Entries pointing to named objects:
--------------------

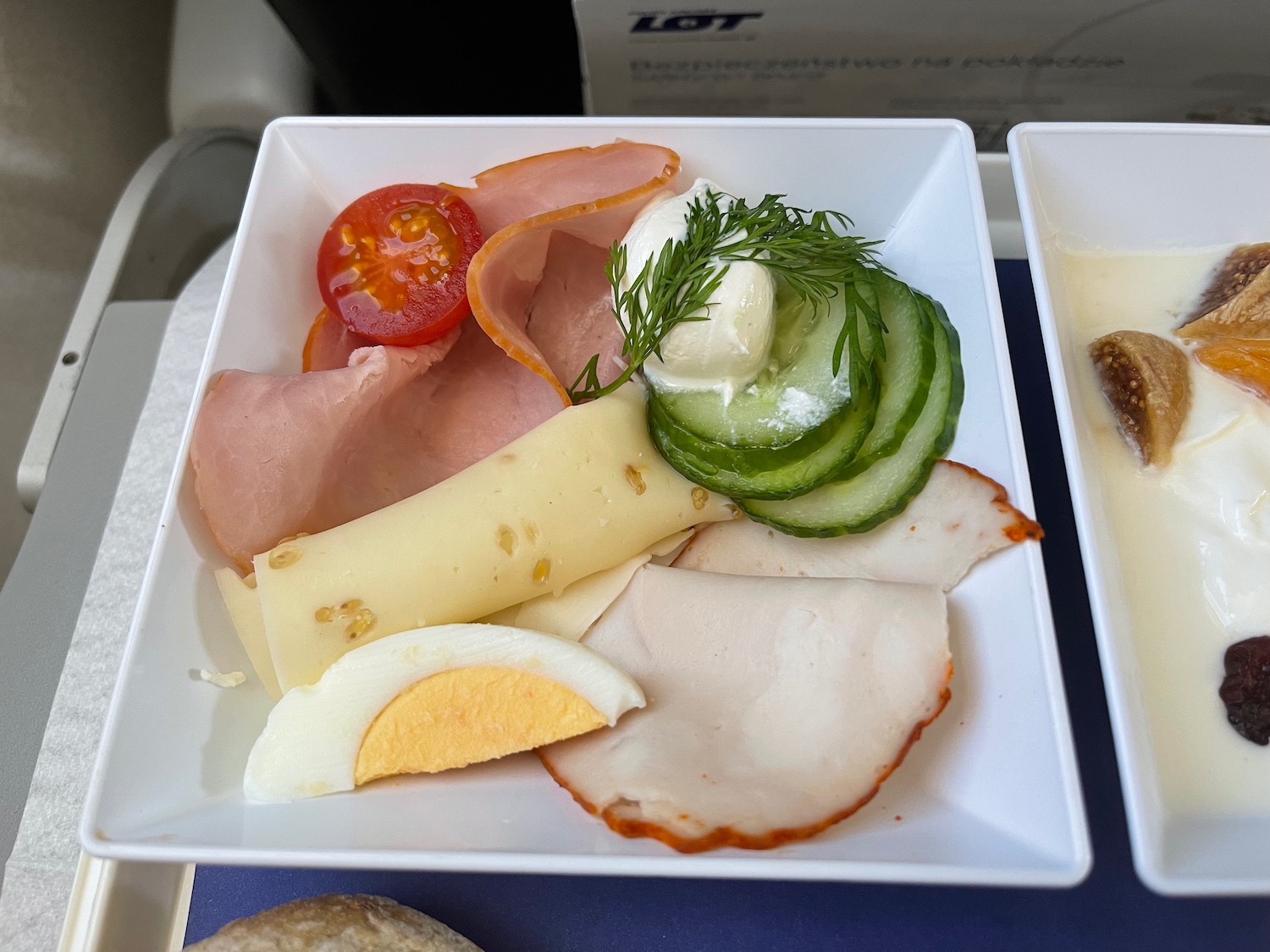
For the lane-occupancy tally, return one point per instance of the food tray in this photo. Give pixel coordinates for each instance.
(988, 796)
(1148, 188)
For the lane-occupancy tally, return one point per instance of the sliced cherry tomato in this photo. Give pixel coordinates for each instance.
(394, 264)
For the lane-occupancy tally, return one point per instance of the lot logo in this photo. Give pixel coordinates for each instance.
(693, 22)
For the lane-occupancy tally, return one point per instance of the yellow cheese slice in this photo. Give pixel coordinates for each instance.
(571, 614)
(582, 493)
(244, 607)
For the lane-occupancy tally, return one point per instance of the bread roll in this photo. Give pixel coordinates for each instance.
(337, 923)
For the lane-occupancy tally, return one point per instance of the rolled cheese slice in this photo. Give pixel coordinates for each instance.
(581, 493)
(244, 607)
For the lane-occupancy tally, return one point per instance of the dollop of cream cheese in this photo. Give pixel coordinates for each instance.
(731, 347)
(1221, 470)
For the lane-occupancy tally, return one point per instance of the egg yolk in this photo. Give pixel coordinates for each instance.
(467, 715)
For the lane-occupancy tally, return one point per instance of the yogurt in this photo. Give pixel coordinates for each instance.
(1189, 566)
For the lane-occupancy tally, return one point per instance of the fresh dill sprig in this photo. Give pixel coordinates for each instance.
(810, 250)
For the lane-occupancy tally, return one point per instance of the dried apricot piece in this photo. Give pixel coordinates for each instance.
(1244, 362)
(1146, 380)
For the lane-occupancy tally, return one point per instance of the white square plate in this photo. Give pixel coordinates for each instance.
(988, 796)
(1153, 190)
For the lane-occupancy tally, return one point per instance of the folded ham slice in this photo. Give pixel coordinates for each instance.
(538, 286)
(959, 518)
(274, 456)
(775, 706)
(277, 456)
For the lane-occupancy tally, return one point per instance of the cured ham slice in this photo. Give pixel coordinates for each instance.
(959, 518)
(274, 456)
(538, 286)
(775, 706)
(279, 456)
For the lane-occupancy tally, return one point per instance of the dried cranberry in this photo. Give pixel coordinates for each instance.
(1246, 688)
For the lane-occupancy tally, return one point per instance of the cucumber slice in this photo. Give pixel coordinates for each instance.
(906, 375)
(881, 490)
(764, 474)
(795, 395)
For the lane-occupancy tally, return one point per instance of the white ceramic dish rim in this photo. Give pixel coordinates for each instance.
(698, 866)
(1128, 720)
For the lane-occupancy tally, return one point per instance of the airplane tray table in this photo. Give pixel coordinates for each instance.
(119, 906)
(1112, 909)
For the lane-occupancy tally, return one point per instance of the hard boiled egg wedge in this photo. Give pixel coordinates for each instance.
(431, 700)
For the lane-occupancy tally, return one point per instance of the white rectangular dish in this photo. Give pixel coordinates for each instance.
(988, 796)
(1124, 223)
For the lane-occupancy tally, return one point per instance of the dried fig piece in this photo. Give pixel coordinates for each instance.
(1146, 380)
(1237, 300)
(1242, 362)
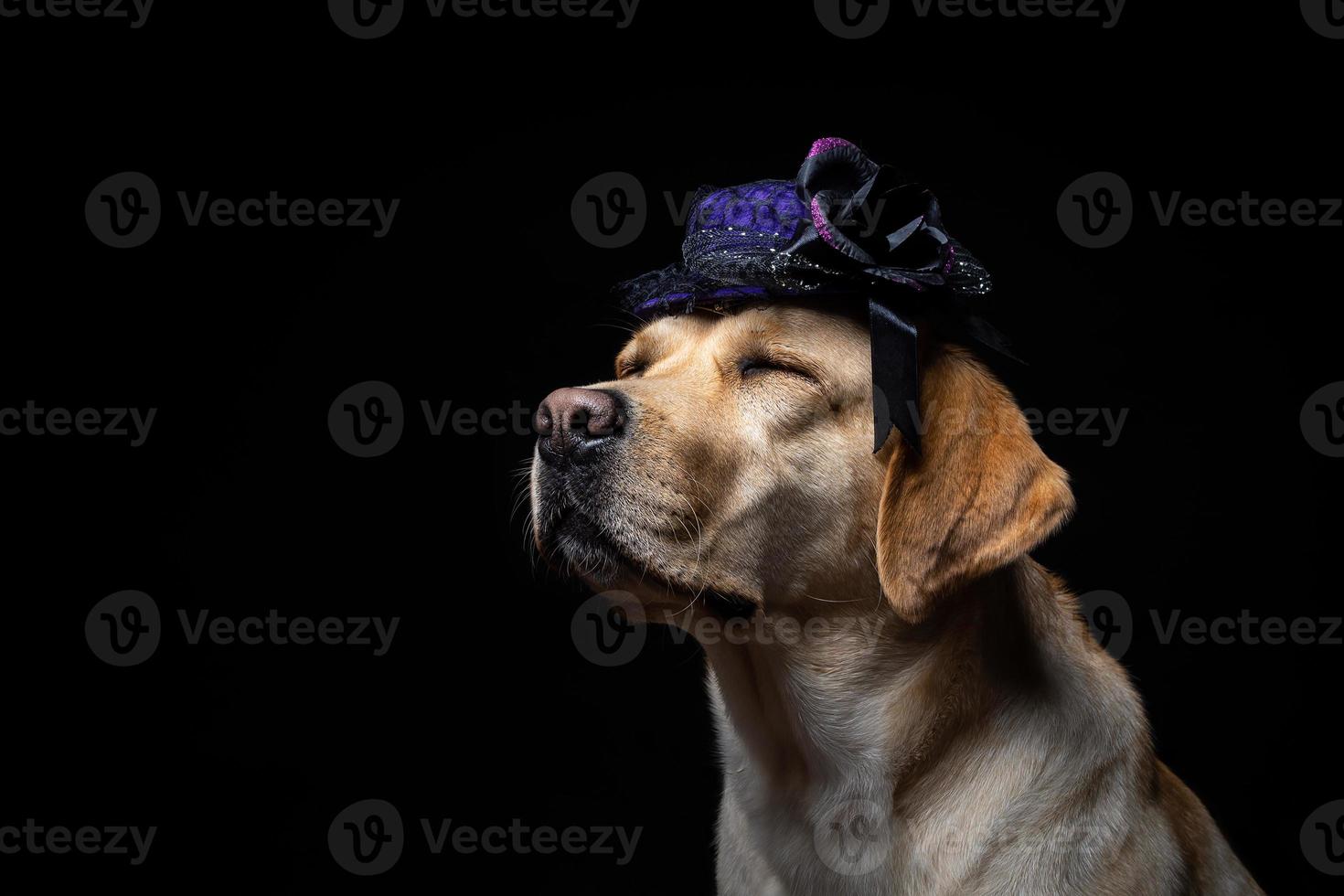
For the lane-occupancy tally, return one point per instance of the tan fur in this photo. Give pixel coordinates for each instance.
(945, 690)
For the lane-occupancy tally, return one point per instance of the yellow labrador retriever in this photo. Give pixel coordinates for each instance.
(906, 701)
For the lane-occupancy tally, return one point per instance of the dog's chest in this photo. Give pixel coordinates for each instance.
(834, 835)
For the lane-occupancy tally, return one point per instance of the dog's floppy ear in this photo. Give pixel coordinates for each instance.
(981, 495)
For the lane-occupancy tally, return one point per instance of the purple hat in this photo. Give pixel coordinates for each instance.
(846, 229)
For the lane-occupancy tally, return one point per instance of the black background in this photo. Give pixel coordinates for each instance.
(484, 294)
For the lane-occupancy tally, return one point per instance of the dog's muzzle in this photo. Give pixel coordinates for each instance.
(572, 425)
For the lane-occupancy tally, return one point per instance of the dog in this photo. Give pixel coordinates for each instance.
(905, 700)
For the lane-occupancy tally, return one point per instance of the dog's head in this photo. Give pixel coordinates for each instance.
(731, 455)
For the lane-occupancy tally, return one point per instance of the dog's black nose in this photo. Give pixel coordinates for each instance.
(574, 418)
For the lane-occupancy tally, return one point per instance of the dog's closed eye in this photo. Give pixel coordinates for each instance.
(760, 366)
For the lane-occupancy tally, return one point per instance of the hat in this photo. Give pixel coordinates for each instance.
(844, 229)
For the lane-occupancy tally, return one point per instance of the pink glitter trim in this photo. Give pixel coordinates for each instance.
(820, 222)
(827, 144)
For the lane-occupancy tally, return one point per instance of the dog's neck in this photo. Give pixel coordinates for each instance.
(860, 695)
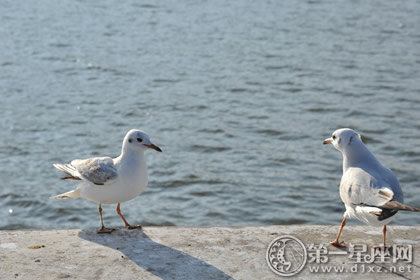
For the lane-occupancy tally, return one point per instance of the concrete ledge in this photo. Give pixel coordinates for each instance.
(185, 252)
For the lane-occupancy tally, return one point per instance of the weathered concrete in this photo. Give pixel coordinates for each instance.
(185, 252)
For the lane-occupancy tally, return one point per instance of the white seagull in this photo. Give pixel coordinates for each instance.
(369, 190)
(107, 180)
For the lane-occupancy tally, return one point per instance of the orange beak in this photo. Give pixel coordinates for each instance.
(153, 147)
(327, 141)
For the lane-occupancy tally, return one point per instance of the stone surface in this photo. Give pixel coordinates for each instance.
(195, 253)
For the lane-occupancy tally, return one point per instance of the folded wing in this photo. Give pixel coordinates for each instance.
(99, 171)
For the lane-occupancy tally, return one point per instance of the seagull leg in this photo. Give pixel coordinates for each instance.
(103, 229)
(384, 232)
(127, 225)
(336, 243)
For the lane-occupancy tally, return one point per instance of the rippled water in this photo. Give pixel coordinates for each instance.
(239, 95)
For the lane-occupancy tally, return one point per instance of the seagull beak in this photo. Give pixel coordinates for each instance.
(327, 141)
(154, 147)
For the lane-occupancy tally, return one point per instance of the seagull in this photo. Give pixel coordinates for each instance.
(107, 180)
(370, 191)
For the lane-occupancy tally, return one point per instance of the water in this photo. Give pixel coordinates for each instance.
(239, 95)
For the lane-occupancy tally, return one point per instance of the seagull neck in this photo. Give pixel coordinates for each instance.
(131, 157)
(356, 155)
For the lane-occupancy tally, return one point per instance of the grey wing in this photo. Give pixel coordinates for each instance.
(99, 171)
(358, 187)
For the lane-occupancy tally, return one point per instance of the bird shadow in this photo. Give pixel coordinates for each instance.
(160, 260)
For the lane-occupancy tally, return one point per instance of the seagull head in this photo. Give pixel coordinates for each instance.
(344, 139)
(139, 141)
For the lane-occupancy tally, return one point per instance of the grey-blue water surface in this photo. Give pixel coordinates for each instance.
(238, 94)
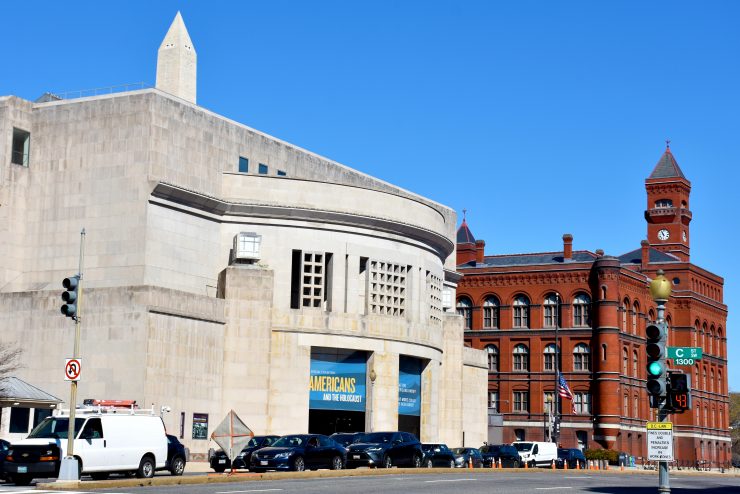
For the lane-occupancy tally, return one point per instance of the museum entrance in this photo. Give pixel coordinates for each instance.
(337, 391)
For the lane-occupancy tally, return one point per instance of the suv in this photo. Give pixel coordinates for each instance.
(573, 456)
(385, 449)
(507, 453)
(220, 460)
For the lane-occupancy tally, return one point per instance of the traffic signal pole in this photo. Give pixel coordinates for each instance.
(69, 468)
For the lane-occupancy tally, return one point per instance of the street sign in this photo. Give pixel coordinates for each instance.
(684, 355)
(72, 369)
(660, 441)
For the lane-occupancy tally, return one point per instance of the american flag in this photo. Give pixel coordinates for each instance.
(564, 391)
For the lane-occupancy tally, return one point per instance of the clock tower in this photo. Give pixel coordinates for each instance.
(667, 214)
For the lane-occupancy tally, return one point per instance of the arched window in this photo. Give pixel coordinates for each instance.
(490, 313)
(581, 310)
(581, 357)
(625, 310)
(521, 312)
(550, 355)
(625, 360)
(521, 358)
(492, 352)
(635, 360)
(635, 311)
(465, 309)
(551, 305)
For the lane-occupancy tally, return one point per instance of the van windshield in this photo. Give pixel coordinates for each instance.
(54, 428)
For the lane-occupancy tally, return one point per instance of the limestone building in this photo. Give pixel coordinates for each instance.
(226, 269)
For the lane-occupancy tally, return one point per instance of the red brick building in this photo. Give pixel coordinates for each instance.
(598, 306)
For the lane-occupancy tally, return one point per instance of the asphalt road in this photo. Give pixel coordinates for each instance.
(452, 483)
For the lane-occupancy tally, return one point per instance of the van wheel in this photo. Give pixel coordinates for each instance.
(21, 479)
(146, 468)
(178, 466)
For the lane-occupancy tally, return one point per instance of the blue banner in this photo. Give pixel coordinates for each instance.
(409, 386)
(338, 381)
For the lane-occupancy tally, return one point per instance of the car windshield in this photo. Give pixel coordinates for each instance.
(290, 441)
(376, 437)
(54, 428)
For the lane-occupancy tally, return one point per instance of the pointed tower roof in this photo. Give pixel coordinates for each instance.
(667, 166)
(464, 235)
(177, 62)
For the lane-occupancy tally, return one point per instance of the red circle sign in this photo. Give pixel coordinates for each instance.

--------------------

Copy out, word for word, the stretch of entries from the line containing "of the sliced" through the line containing "(1221, 470)", with both of those lines included.

For the lane-occupancy tally, return one point per instance of the sliced cherry tomato in this photo. Give pixel coordinates for each instance.
(394, 264)
For the lane-occupancy tally, return one point per instance of the lot logo in this photo. Give pixel coordinates for each instance.
(693, 22)
For the lane-occupancy tally, return one point per instance of the yellow cheese slice in this photo. Give pixel coordinates for each instance.
(571, 614)
(582, 493)
(244, 607)
For the lane-occupancy tally, return one point per instance of the bread roll in this photo. Give pixel coordinates for each instance.
(337, 923)
For the lane-occupancy tally, return one point per instance of the rolled cheese slice in this photo. Give pixel coordinates for each instance.
(581, 493)
(244, 607)
For the lane-occupancy tally, return one point per instance of the dollop of cream cheese in this photo. Give pixel coordinates for each instance.
(731, 347)
(1221, 470)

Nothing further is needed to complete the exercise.